RECORDS FOR THIS TASK -
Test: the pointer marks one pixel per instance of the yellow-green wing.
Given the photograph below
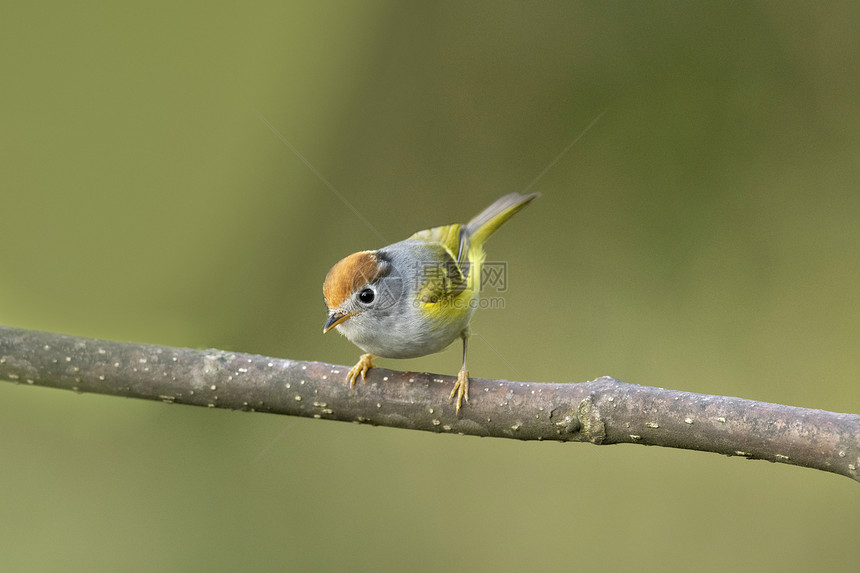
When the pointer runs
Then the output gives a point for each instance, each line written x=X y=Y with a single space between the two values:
x=445 y=279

WHAT THE TASK ASKS - Copy out the material above line for line, with no changes, and leave out the picture.

COMPLETE RESPONSE -
Test: the pointer marks one pixel per instance of the yellow-green wing.
Given the photograph below
When the pointer runs
Then the output gives a point for each instance, each line written x=X y=Y with a single space between the two values:
x=445 y=279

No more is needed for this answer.